• **PROBLEMA PLANTEADO**
Reproduce palabra por palabra las líneas de las entradas: empieza en la línea que contiene "molding in this photo." y detente después de la línea que contiene "80), (350, 115)]".

━━━ ENTRADAS PROPORCIONADAS

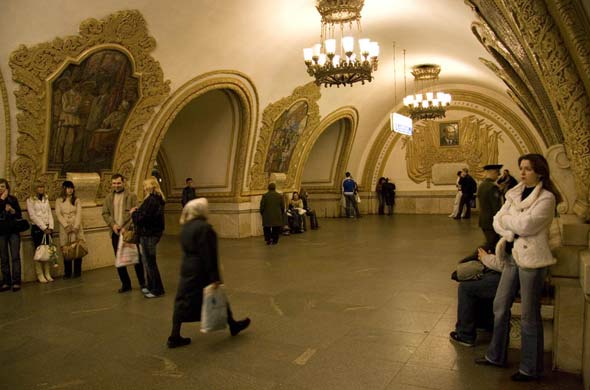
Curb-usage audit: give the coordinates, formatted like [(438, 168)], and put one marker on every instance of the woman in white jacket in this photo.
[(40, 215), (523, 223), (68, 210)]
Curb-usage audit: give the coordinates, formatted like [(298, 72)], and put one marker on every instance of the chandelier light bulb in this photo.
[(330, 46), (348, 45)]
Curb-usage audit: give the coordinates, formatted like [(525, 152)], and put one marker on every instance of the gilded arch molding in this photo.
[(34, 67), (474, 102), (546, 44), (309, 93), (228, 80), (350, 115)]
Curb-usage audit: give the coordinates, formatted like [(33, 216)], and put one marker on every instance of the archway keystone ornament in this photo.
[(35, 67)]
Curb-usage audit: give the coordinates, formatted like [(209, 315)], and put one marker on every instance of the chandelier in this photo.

━━━━━━
━━━ ENTRADAS PROPORCIONADAS

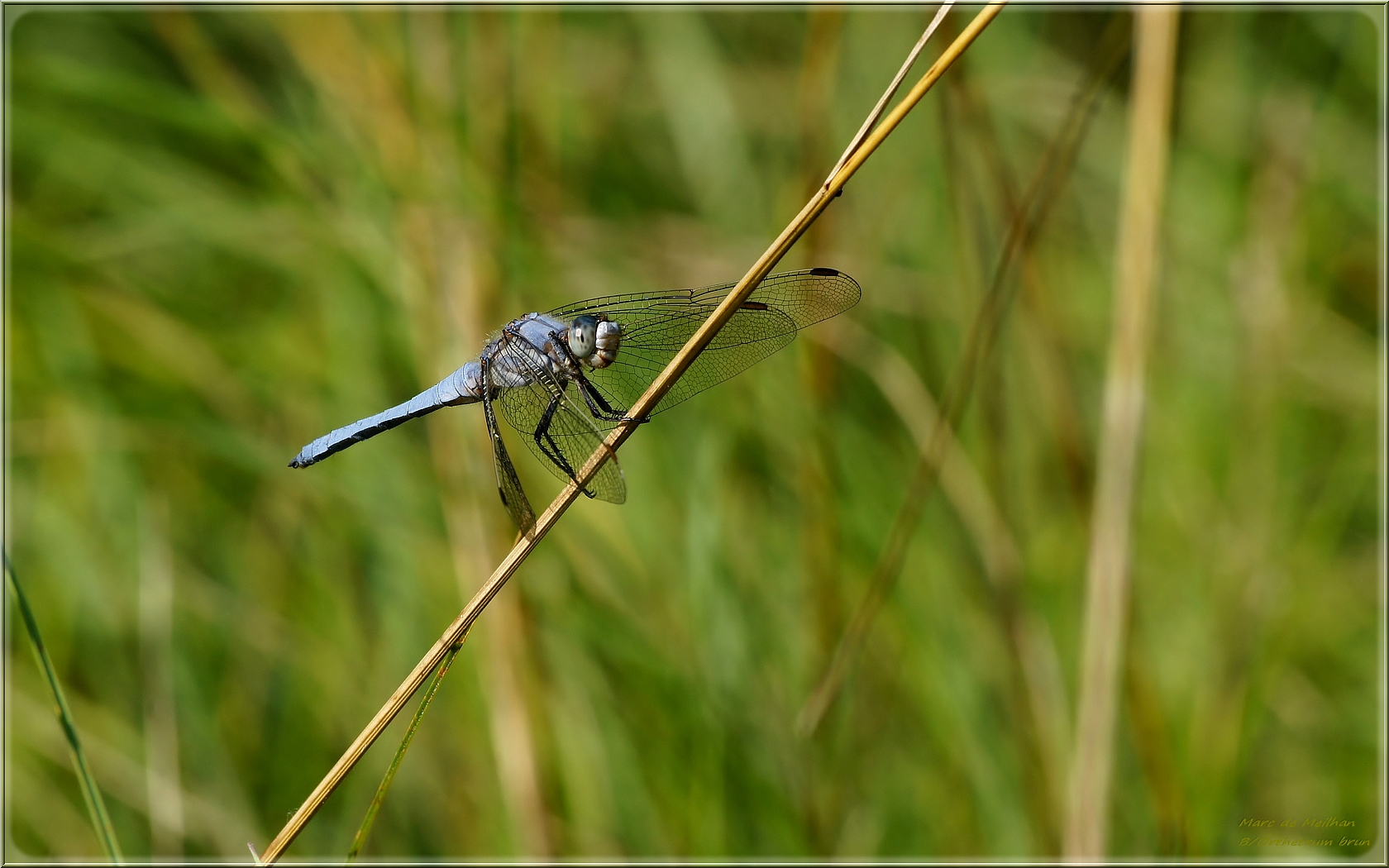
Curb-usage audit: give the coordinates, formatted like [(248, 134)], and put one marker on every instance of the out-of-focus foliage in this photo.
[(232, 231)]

━━━━━━

• **RESULTADO A CONTINUACIÓN**
Curb-usage audit: give the coordinates, formatted like [(525, 152)], and put one marker on every instance of the gilded arch molding in this photo.
[(34, 67), (474, 102), (546, 44), (309, 93), (228, 80), (350, 115)]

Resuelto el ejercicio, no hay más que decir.